• TEXTE À ANALYSER
Outre les numéros verts qui ont transformé ce gouvernement en plateforme téléphonique, le macronisme réel est très fertile en création de comités en tous genre. Ils devraient se substituer aux institutions dès qu’un problème surgit. Après la convention citoyenne et le comité pour réécrire l’article 24 de la loi sécurité globale, voici le comité de liaison parlement-gouvernement pour parler du vaccin et le comité de concertation de la police et des journalistes pour mettre au point les restrictions de la liberté de la presse sur le terrain.
Inconvénient : toutes ces inventions n’ayant aucune place dans les institutions, elles conduisent de fait à une mise hors de contrôle de l’action de l’exécutif. Avantage : le pouvoir crée un doute public sur la valeur des institutions. Il crée donc là une culture de leur contournement. Elle nous sera très utile le moment venu pour faire comprendre la nécessité de changer la règle du jeu. Les démolisseurs de la Cinquième République nous rendent service en créant une demande pour la Sixième.
En attendant, pas question de se laisser enfermer dans les comités Théodule du régime. C’est le sens de la lettre adressé par le groupe parlementaire Insoumis au Premier ministre à l’occasion de son invitation à deux passionnantes réunions numériques d’un tout nouveau comité de liaison entre parlementaires et gouvernement.

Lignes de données

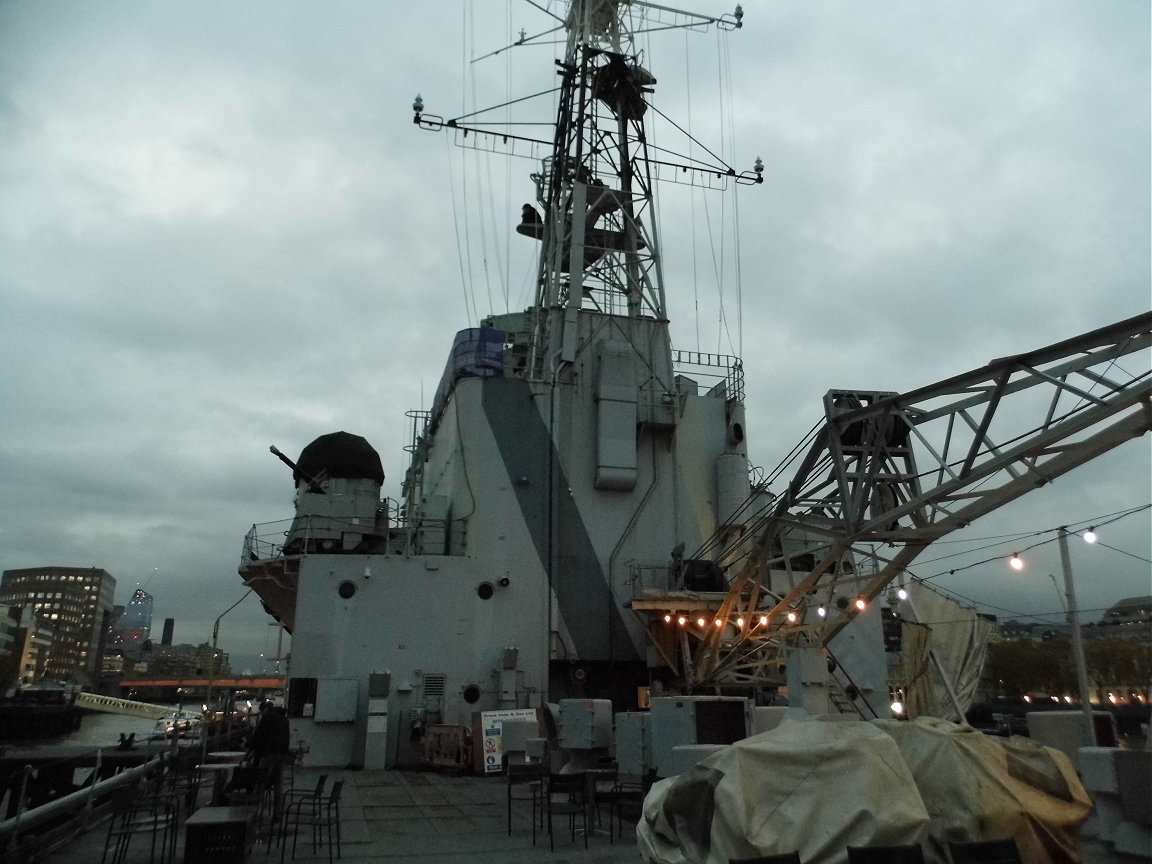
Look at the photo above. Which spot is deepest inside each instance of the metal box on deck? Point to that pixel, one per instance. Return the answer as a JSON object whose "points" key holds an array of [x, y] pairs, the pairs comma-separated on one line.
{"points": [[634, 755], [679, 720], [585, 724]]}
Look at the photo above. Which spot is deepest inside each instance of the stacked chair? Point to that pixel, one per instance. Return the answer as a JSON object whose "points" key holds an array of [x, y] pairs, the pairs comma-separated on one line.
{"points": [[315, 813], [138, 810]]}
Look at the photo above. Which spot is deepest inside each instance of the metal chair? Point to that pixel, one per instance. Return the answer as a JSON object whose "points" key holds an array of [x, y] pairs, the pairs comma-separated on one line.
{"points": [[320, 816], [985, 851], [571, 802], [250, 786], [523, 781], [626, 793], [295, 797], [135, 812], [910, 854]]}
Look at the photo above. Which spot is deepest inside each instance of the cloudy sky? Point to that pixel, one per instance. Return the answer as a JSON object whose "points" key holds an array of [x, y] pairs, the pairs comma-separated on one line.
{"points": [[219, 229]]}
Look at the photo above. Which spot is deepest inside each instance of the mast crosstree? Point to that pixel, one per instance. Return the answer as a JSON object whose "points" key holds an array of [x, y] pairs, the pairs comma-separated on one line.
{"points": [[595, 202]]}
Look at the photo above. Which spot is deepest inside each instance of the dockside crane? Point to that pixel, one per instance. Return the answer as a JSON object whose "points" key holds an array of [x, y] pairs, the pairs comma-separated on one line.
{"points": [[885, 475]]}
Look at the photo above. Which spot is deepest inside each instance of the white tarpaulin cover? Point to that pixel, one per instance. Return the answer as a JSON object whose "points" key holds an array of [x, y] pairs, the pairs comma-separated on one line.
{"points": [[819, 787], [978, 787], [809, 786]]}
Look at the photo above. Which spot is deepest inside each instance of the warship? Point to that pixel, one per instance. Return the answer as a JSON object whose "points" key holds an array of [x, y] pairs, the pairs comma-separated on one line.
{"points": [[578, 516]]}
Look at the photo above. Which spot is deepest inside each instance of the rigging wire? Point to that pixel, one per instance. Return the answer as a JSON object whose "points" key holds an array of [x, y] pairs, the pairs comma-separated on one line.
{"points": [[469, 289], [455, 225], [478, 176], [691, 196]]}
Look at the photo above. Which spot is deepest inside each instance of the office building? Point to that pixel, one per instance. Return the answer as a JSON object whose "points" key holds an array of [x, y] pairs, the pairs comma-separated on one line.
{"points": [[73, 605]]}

• CONSIGNE
Extrayez du texte sur les comités gouvernementaux tout ce qui va de « En attendant, pas » jusqu'à « parlementaires et gouvernement. », sans rien y modifier.

• RÉSULTAT OBTENU
En attendant, pas question de se laisser enfermer dans les comités Théodule du régime. C’est le sens de la lettre adressé par le groupe parlementaire Insoumis au Premier ministre à l’occasion de son invitation à deux passionnantes réunions numériques d’un tout nouveau comité de liaison entre parlementaires et gouvernement.